*What you are asked to do*.
Rewrite every line of the records, starting with the line that contains "of the metal" and going on through the line that contains "<point>204,175</point>", both included. Multiply each answer coordinate by 1.85, round it to a whole number with halves rounded up, and keep all other text unchanged.

*Entries from a point annotation set*.

--------

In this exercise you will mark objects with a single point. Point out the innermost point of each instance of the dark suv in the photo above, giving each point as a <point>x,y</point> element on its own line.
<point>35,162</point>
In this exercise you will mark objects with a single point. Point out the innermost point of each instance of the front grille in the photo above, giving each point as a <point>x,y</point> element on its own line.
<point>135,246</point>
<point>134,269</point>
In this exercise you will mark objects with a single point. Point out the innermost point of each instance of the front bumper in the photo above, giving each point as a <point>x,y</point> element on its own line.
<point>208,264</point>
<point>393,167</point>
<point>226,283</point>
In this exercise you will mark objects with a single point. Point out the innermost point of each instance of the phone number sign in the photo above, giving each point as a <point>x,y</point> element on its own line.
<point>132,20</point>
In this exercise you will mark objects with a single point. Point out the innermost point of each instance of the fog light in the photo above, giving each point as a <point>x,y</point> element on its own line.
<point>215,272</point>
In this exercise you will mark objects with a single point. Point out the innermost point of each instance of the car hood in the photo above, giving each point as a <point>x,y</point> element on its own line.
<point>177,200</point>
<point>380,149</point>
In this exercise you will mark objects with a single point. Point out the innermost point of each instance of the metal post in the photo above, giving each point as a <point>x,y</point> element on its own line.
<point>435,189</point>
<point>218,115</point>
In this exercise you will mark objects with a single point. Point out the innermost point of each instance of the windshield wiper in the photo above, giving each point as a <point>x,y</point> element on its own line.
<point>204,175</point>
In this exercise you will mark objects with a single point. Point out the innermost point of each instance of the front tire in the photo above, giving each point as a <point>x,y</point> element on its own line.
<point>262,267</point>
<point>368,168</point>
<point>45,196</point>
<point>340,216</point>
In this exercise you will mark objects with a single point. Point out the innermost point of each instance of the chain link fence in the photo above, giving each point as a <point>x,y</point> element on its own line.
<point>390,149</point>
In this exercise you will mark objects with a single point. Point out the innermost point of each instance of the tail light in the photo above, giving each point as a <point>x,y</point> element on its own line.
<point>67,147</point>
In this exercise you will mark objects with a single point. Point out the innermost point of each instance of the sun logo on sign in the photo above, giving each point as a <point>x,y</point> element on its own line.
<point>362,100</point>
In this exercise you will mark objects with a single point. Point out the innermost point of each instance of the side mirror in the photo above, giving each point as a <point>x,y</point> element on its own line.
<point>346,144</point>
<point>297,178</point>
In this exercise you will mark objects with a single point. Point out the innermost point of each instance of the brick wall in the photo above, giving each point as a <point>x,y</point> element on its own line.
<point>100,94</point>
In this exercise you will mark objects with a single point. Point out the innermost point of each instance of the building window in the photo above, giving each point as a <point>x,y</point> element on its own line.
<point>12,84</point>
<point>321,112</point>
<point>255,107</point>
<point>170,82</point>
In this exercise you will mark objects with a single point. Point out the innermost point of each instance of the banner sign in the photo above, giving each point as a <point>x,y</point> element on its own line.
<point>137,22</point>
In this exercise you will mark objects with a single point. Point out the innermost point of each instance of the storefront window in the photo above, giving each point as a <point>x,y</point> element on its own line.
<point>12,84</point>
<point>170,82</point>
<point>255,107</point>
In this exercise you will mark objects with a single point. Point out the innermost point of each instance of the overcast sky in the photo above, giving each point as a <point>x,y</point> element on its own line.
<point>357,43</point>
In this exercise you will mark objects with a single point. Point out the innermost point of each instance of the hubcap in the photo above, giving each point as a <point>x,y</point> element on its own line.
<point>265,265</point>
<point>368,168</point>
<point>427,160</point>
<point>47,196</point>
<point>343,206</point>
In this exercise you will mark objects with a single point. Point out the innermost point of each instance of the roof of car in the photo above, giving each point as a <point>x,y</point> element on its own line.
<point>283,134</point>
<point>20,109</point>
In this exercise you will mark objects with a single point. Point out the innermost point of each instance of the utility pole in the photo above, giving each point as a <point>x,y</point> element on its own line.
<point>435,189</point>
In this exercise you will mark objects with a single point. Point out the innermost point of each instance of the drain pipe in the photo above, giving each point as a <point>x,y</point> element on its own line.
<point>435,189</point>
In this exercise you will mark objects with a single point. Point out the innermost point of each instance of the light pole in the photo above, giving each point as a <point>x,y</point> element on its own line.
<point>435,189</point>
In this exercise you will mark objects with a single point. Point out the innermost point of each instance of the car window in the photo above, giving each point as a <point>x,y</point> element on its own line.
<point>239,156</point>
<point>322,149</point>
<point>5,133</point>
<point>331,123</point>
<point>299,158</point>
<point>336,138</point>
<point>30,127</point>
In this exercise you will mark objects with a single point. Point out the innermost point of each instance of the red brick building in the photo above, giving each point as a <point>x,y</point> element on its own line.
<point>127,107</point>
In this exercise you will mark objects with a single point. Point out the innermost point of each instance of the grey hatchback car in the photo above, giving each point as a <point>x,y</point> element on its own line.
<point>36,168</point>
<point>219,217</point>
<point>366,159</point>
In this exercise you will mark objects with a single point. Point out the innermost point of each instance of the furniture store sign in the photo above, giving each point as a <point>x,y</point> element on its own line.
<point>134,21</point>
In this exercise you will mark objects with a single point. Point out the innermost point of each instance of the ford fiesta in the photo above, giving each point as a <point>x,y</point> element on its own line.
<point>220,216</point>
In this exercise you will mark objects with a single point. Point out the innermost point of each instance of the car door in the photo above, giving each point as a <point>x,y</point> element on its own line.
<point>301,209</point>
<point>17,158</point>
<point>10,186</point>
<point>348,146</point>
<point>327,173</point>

--------

*The completed task*.
In this exercise you will mark objects with a single point. Point out the innermost point of each instance of the metal post in the photo above, giving each point as a <point>x,y</point> element on its own line.
<point>805,350</point>
<point>403,213</point>
In this exercise you will mark objects with a single point. Point out the innermost point of each instance of the windshield wiper in the photo above, giving each point as a <point>x,y</point> element on its own line.
<point>377,324</point>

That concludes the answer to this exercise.